Whilst this attempt failed, it is worth consideration; Zillah is much further north in Libya than Sebha and could represent a resumption of IS activity in an area that it had not significantly operated in since April 2019. The Islamic State has been foiled in its attempts to make a comeback in Northern Libya after its 2016-era successes, by American airstrikes and CT efforts carried out by both the UN-recognised GNA and General Haftar’s LNA, most often the latter in Southern Libya. In September 2020, the LNA killed a man they identified as the leader of the Islamic State in Libya, “Abu Moaz al Iraqi”, a presumed Iraqi militant. This title is somewhat dubious, as was the broader situation surrounding the LNA raid on the safe house around the outskirts of Sebha.

What is less dubious is the multiple US airstrikes & CT operations across the South of the country that foiled the Islamic State’s first attempt to move to a kinetic stage in 2019. (This was via the well-worn tactic of the “roaming convoys, a subject for another post.) After late 2019 directions from Islamic State central command, quite possibly from the Caliph himself, IS Libya appears to have been instructed to play a supporting role for the operations of the Islamic State in the Lake Chad and Sahel areas (Now subsumed into “West Africa Province”), with conceivable linkage to the Sinai also. This supporting role has primarily involved the facilitation of the movement of manpower, funding and leadership directions from Iraq, Turkey and Syria to their branches many thousands of miles away. IS operatives recently arrested by the LNA and the GNA appear to have played roles in IS logistics and funding networks.
☆ ☆ ☆ ☆ ☆
→ ASSIGNMENT 1
According to the passage on the Islamic State in Libya, when did the LNA kill the man it identified as the group's leader in Libya?
→ ASSIGNMENT 2
Swap "Sebha" for "Murzuq" and write out everything in the passage on the Islamic State in Libya from "Whilst this attempt" down to "outskirts of Sebha.".
→ ASSIGNMENT 3
Resume the passage on the Islamic State in Libya, carrying it on past its final sentence.
The collected data is not needed for any of this work.

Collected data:
☆ ☆ ☆ ☆ ☆
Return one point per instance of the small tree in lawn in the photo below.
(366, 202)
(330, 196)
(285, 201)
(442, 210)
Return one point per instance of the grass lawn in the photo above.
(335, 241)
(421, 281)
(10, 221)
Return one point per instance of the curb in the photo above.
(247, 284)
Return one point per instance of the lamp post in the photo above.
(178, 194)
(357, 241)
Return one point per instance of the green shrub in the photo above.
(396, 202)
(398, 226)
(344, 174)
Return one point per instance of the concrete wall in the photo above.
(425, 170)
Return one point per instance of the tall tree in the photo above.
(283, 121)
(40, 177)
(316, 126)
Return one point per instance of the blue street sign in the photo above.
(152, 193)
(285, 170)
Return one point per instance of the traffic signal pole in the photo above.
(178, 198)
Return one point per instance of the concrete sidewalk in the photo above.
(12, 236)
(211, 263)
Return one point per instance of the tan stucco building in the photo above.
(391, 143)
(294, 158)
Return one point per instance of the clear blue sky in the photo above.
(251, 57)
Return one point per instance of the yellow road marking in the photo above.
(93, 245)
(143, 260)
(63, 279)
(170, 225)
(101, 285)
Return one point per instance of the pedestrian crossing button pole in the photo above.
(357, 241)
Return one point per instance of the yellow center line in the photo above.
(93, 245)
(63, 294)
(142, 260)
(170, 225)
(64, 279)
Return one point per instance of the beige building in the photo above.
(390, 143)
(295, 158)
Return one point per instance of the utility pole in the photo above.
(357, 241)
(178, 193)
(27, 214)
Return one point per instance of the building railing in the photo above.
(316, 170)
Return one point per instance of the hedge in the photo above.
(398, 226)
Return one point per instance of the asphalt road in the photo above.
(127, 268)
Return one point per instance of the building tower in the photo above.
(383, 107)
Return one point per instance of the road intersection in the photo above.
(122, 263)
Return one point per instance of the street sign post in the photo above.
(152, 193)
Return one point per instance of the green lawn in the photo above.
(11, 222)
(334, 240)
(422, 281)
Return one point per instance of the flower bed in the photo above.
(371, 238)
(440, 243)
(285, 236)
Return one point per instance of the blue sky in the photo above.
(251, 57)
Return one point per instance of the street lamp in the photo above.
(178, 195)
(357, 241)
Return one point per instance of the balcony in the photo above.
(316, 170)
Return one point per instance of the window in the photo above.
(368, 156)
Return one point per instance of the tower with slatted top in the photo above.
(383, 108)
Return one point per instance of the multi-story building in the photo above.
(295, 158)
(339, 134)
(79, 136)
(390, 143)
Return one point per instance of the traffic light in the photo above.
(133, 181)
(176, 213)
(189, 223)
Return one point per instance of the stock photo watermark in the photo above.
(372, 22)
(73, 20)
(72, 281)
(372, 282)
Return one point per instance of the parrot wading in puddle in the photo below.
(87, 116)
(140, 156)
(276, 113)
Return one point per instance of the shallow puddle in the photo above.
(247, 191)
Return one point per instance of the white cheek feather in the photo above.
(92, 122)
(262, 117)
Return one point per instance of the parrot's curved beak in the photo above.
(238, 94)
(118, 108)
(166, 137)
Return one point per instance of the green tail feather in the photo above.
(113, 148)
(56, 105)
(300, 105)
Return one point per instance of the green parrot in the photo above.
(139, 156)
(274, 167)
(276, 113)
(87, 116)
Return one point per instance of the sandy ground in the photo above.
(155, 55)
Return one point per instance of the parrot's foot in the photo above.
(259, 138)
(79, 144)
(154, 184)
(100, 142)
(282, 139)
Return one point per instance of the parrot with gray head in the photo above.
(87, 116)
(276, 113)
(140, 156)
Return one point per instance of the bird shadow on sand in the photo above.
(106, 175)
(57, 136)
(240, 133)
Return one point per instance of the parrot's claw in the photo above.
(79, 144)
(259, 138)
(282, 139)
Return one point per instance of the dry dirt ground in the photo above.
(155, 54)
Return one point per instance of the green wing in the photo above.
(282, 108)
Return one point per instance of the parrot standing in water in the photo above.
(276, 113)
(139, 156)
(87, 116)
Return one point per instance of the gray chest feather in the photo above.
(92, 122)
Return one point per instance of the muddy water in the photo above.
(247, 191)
☆ ☆ ☆ ☆ ☆
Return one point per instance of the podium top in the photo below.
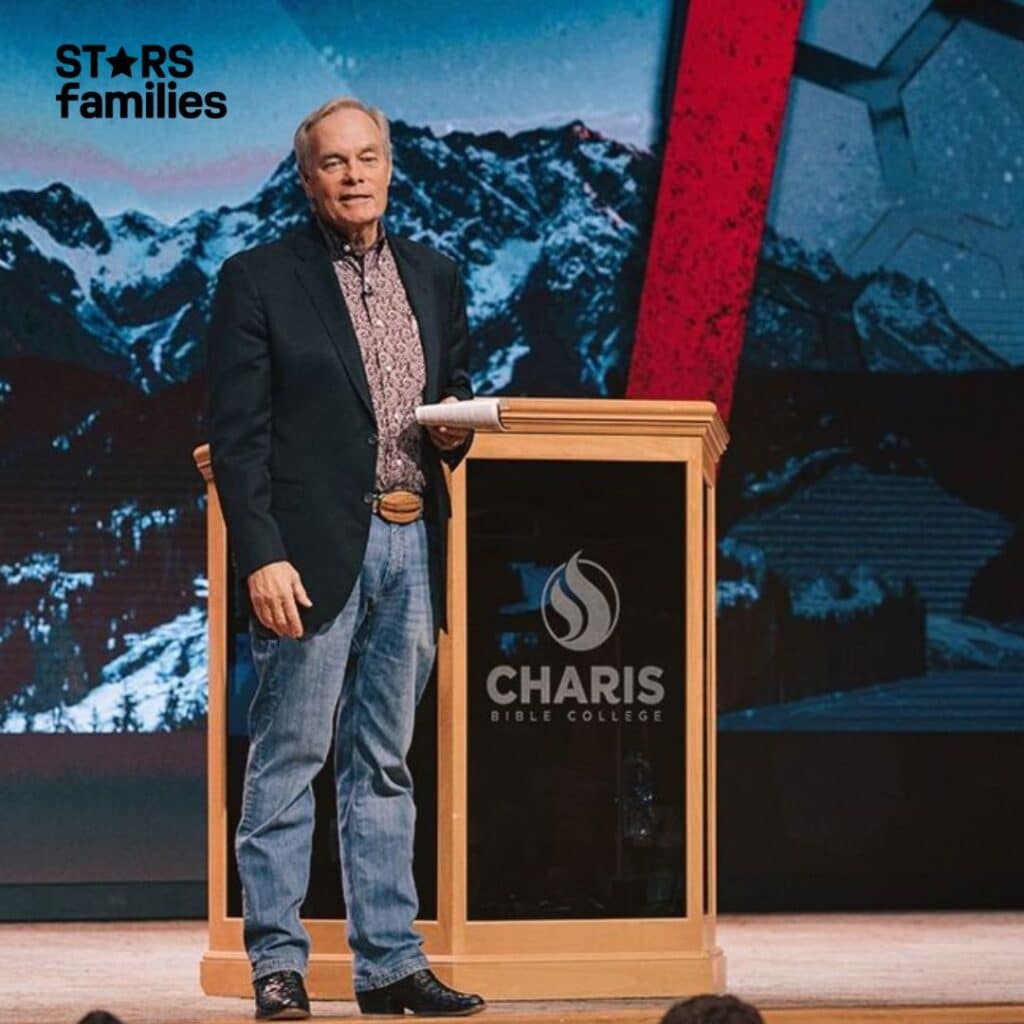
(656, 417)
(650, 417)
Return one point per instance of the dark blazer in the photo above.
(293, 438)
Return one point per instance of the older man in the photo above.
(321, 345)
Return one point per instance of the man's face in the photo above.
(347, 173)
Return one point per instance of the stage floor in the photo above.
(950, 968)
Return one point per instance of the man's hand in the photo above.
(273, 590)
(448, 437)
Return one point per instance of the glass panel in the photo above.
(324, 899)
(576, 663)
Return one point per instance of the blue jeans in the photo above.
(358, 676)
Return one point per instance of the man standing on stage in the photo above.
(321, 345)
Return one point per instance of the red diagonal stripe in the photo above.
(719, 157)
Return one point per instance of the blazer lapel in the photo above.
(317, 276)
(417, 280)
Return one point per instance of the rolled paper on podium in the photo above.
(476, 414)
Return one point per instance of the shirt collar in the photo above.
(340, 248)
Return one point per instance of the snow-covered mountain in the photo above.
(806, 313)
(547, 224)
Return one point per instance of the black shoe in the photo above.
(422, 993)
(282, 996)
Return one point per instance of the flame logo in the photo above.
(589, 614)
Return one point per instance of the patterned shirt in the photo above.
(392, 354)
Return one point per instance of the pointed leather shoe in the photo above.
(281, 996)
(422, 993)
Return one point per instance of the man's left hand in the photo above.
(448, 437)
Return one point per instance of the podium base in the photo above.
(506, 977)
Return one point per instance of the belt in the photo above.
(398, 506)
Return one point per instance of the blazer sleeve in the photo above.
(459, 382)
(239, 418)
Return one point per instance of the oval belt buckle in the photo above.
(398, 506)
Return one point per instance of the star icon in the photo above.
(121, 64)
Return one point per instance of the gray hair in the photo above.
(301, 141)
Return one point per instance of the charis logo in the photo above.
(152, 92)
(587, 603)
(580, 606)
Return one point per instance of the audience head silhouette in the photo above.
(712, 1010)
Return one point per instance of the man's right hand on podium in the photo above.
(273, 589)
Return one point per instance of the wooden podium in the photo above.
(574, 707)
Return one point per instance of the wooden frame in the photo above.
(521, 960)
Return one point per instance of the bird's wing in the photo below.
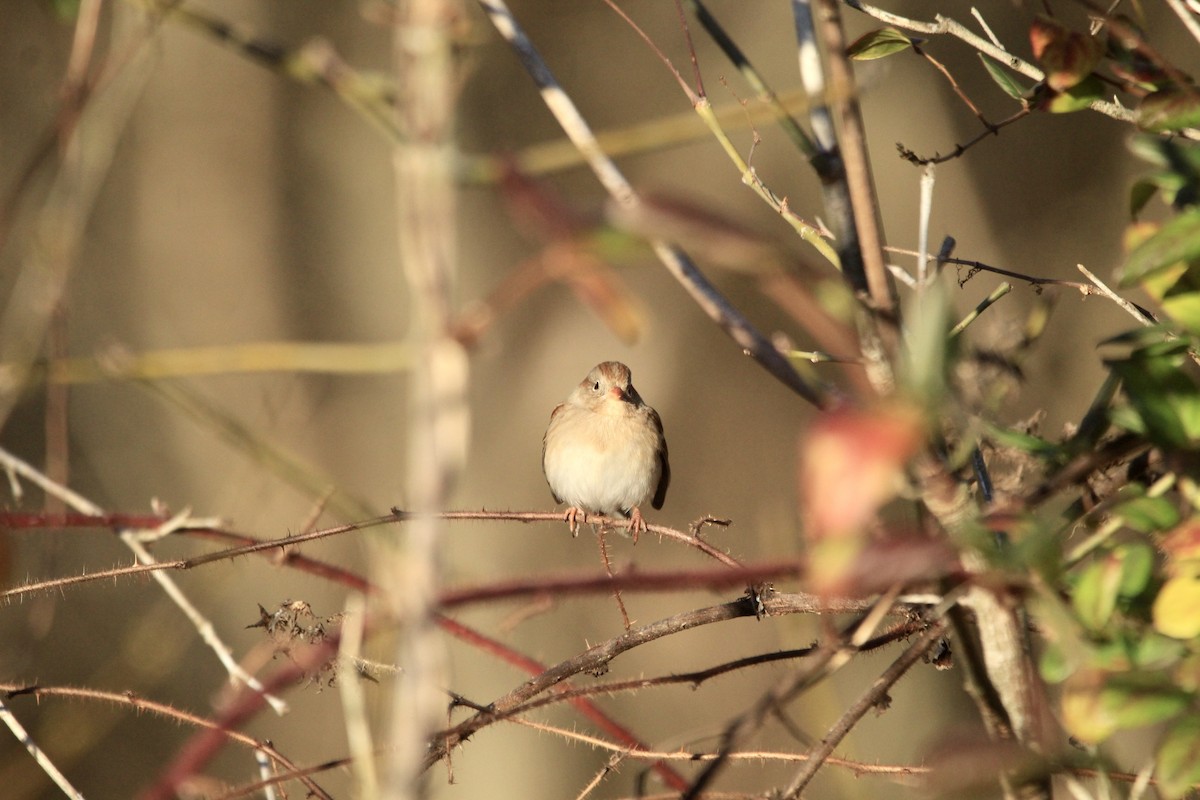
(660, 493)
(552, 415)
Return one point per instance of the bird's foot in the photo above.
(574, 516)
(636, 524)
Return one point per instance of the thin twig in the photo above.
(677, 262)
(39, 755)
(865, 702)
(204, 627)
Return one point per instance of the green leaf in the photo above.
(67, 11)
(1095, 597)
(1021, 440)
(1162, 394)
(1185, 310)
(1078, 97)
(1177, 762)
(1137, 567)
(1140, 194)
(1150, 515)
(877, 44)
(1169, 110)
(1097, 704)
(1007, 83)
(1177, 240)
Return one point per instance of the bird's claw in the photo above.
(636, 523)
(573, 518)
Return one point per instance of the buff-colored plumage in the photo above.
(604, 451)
☆ ☆ ☆ ☆ ☆
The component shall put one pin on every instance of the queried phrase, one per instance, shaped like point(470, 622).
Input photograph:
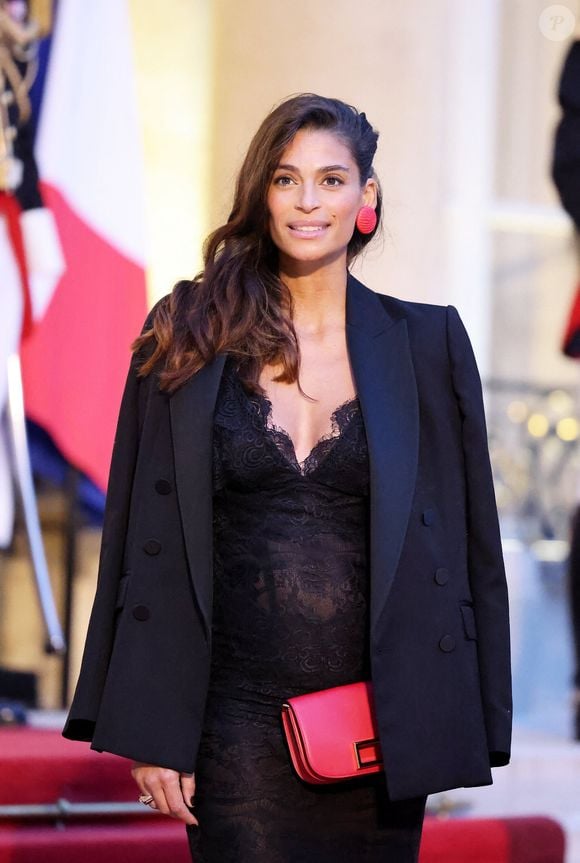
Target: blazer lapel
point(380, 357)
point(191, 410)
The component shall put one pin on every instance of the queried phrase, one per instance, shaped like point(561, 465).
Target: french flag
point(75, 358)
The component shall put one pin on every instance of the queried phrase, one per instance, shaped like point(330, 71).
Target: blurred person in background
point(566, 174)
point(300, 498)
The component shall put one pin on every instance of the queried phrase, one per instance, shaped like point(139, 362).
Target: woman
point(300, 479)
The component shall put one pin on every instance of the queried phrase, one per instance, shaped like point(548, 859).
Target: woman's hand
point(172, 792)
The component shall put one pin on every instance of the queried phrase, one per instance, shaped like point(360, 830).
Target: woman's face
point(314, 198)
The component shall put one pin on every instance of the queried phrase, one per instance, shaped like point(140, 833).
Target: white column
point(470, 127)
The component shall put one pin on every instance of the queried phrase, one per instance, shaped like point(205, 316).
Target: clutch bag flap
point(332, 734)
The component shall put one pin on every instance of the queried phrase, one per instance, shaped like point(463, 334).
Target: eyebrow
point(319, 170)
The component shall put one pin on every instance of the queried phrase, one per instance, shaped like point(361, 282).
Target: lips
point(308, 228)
☆ ☆ ☆ ☆ ☆
→ EXERCISE RESULT 1
In September 2020.

→ EXERCISE RESULT 2
Whilst this attempt failed, it is worth consideration; Zillah is much further north in Libya than Murzuq and could represent a resumption of IS activity in an area that it had not significantly operated in since April 2019. The Islamic State has been foiled in its attempts to make a comeback in Northern Libya after its 2016-era successes, by American airstrikes and CT efforts carried out by both the UN-recognised GNA and General Haftar’s LNA, most often the latter in Southern Libya. In September 2020, the LNA killed a man they identified as the leader of the Islamic State in Libya, “Abu Moaz al Iraqi”, a presumed Iraqi militant. This title is somewhat dubious, as was the broader situation surrounding the LNA raid on the safe house around the outskirts of Murzuq.

→ EXERCISE RESULT 3
The non-Kinetic approach has prevented substantial CT pressure being brought to bear against IS operatives in Libya itself, and they have used their access to tribal and smuggling networks in the porous South to assist their compatriots. It would be unusual for a covert network to decide to bring such attention to itself as to damage this arrangement, unless overruled by a higher authority: the higher ranks of the Islamic State. Such a command would also be unexpected given the usual deference given by IS-C to local concerns and method of operation, unless very senior leadership gave the command. The construction and use of a traditional covert SVBIED is not without its costs, both financial and most obviously human, so this attack can be presumed to be intended as a clear statement, even if that statement has been ignored by the wider world. Whilst local operatives can (and do) carry out targeted killings of “problematic” local officials, these killings are usually covert, low cost, and often unclaimed, such as a small IED (For example, IS claimed to ambush/destroy an LNA convoy in al-Fuqaha on June 14th) or close range assassination. An SVBIED with a valuable foreign fighter is another matter entirely, let alone two.

These attacks should also be seen in their wider context. In the late stages of IS’ Ramadan campaign, an isolated claim of an attack in Diyala/Iraq threatened that IS wold strike “where you feel safe”. Since that statement, a previously denied ISIS VBIED in the city of Mosul was claimed with very rare video footage, an IED detonated in the “secure” area of Kadhimiya (Baghdad), and a catastrophic suicide bombing took place in a Sadr City market on July 19th. Whilst most of these “non core” attacks weren’t particularly significant in terms of casualties, it may be an indicator that the Islamic State leadership has urged action in unexpected areas. An ongoing IS campaign to infiltrate regional capitals in Iraq is known, and multiple attack plots were foiled in Erbil in recent months; another area known to be a subject of intense IS efforts to carry out mass-casualty actions.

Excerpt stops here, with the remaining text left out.